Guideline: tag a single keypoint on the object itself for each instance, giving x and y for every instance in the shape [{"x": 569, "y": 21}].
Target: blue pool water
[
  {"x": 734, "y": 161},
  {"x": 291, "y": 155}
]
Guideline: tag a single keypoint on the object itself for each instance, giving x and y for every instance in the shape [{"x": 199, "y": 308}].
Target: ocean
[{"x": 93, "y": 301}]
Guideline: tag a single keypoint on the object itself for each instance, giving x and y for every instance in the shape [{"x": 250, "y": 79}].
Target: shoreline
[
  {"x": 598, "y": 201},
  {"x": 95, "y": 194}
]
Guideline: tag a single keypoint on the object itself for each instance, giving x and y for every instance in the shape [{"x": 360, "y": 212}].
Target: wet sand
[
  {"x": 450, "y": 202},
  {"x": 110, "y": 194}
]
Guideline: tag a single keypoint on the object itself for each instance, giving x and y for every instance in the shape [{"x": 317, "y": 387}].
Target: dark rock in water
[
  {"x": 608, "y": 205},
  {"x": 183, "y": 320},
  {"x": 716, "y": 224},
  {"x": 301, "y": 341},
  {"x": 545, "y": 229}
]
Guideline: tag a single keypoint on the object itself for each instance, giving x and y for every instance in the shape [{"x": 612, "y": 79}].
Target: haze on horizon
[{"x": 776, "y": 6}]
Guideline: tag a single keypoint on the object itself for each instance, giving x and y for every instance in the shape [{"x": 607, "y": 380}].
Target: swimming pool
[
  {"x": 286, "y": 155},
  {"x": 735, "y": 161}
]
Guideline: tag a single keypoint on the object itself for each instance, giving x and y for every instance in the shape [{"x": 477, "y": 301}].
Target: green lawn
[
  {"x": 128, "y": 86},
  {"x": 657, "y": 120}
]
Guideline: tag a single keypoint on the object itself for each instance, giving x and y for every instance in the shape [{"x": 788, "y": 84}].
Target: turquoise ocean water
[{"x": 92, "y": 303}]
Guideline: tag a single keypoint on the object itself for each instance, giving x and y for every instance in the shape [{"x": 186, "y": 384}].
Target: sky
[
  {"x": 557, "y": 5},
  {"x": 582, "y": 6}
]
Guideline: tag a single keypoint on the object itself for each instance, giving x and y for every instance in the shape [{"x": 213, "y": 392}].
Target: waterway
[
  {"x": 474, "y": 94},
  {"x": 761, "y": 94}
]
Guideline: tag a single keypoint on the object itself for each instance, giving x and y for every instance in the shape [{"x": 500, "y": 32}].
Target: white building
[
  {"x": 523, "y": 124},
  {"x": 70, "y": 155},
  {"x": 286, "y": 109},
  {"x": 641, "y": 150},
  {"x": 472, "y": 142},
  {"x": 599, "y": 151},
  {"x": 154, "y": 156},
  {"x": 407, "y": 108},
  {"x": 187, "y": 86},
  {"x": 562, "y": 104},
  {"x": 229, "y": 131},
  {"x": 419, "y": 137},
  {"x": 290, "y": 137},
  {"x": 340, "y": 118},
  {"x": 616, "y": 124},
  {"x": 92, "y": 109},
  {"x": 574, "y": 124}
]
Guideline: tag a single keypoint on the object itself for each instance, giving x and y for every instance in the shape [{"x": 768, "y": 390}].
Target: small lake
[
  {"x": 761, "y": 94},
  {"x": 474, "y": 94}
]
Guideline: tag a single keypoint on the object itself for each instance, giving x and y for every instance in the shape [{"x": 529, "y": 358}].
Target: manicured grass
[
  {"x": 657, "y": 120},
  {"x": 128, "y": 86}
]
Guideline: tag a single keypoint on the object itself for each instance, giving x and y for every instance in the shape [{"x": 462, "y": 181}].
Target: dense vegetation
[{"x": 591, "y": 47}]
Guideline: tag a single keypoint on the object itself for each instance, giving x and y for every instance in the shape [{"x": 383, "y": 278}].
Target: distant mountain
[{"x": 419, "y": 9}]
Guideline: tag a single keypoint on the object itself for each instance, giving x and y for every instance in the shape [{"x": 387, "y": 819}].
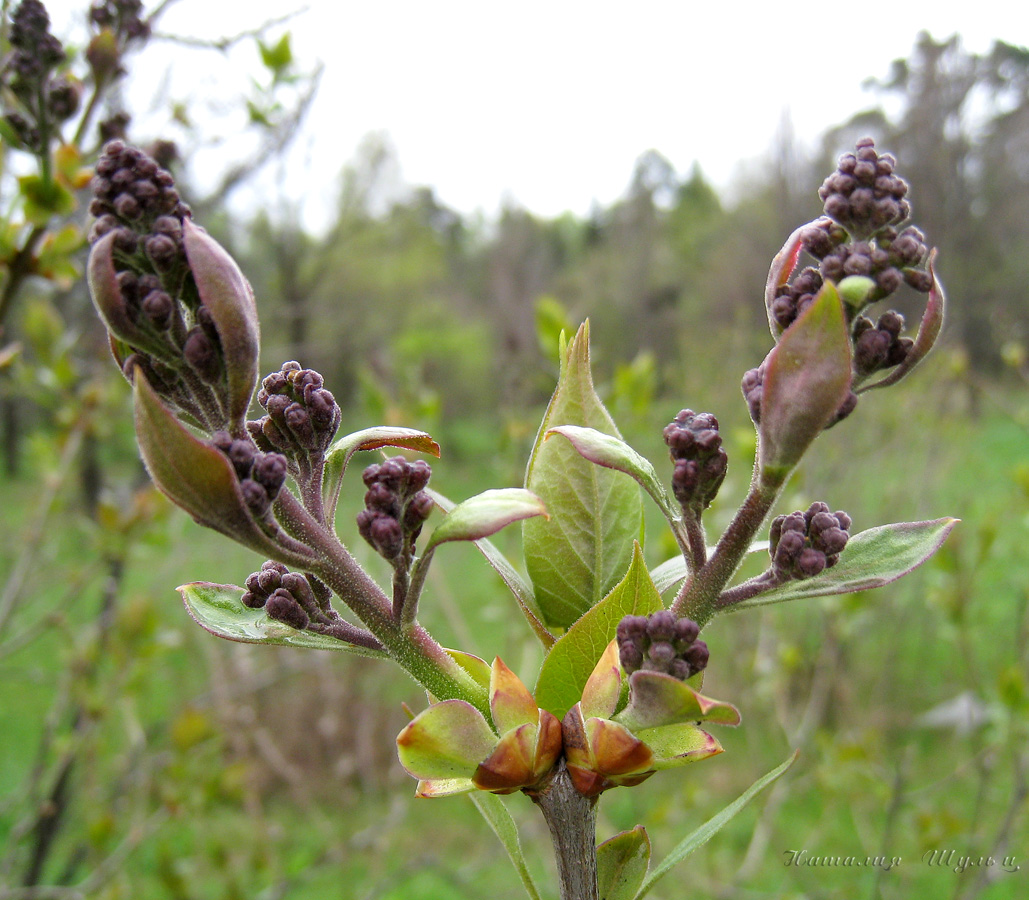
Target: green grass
[{"x": 168, "y": 708}]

::::

What is expected - Quote every line word for word and keep the images out of the copy.

Solution below -
Guideline: tag a single keypoint on the object itself for each instance, giving x and y for every instance in the shape [{"x": 569, "y": 21}].
Target: blue pool water
[
  {"x": 734, "y": 161},
  {"x": 291, "y": 155}
]
Guideline: tag a single keypoint on the object itself for each instance, giving x and y for every instance in the shape [{"x": 199, "y": 308}].
Target: ocean
[{"x": 93, "y": 301}]
Guideline: tag a single keypoint on the object itself for each instance, giving x and y for every instance in the shape [{"x": 250, "y": 79}].
Target: shoreline
[
  {"x": 598, "y": 201},
  {"x": 95, "y": 194}
]
Guideline: tag a single keypoint on the object itself for each instance, giving x and y for every instance in the shape [{"x": 360, "y": 212}].
Target: wet sand
[
  {"x": 450, "y": 202},
  {"x": 110, "y": 194}
]
Guideline: tag a single keypoint on the object itself for each instance, giving x and y for every instance in the shape [{"x": 317, "y": 387}].
Target: dark rock in water
[
  {"x": 608, "y": 205},
  {"x": 183, "y": 320},
  {"x": 716, "y": 224},
  {"x": 301, "y": 341},
  {"x": 545, "y": 229}
]
Guideline: tag a single keypoint on the object itself for each instance, giving x and y for every instance in the shape [{"x": 612, "y": 79}].
Target: haze on horizon
[{"x": 776, "y": 6}]
Guideline: tag a single keypoint on the object itself for each instance, giving x and y for every instance in the shape [{"x": 607, "y": 380}].
Target: swimming pool
[
  {"x": 286, "y": 155},
  {"x": 735, "y": 161}
]
Guideline: tag a single keypoint on the object itself for each instance, giving x and y for every instance in the shape [{"x": 477, "y": 301}].
Target: green lawn
[
  {"x": 128, "y": 86},
  {"x": 657, "y": 120}
]
Guideline: tag a single keypoint on the object itself for each instance, giving x and y for every instance in the shape [{"x": 788, "y": 84}].
Target: turquoise ocean water
[{"x": 92, "y": 303}]
Guideline: tag a single keypoint on the object itself for each instance, giving x and y for every instance in the shape [{"x": 186, "y": 384}].
Target: sky
[
  {"x": 557, "y": 5},
  {"x": 582, "y": 6}
]
Guideline: tag a single keypoint on the object itself for each instance, giving x and y for every instance in the shape [{"x": 213, "y": 392}].
Target: waterway
[
  {"x": 474, "y": 94},
  {"x": 761, "y": 94}
]
Guideline: tag a single keypoint on the object itself for each instance, giving x and y for every instance in the shape [{"x": 500, "y": 32}].
Target: white building
[
  {"x": 523, "y": 124},
  {"x": 70, "y": 155},
  {"x": 286, "y": 109},
  {"x": 641, "y": 150},
  {"x": 472, "y": 142},
  {"x": 599, "y": 151},
  {"x": 154, "y": 156},
  {"x": 407, "y": 108},
  {"x": 187, "y": 86},
  {"x": 562, "y": 104},
  {"x": 229, "y": 131},
  {"x": 419, "y": 137},
  {"x": 290, "y": 137},
  {"x": 340, "y": 118},
  {"x": 616, "y": 124},
  {"x": 92, "y": 109},
  {"x": 574, "y": 124}
]
Guideline: tag a single keypoint on the object itself for each instance, giving x and y for every instance in the shape [{"x": 768, "y": 390}].
Target: small lake
[
  {"x": 761, "y": 94},
  {"x": 474, "y": 94}
]
Guideline: tag a single keypoint on the object itself for each instance, giving x and y for every instance in the shape [{"x": 529, "y": 358}].
Target: manicured grass
[
  {"x": 657, "y": 120},
  {"x": 128, "y": 86}
]
Guideline: tag a single keypoint on the object itself for each instance, giving x and y for every instance in the shape [{"x": 462, "y": 181}].
Target: dense vegetation
[{"x": 591, "y": 47}]
Guideline: tag a single keypoint on the object itself for each instance, giving x and y for every instance in the shape [{"x": 383, "y": 278}].
Target: distant mountain
[{"x": 419, "y": 9}]
Guideline: tag a single keypoint on the object itself for each instance, giving x and y for every instance in the shape [{"x": 387, "y": 819}].
Target: green grass
[{"x": 168, "y": 708}]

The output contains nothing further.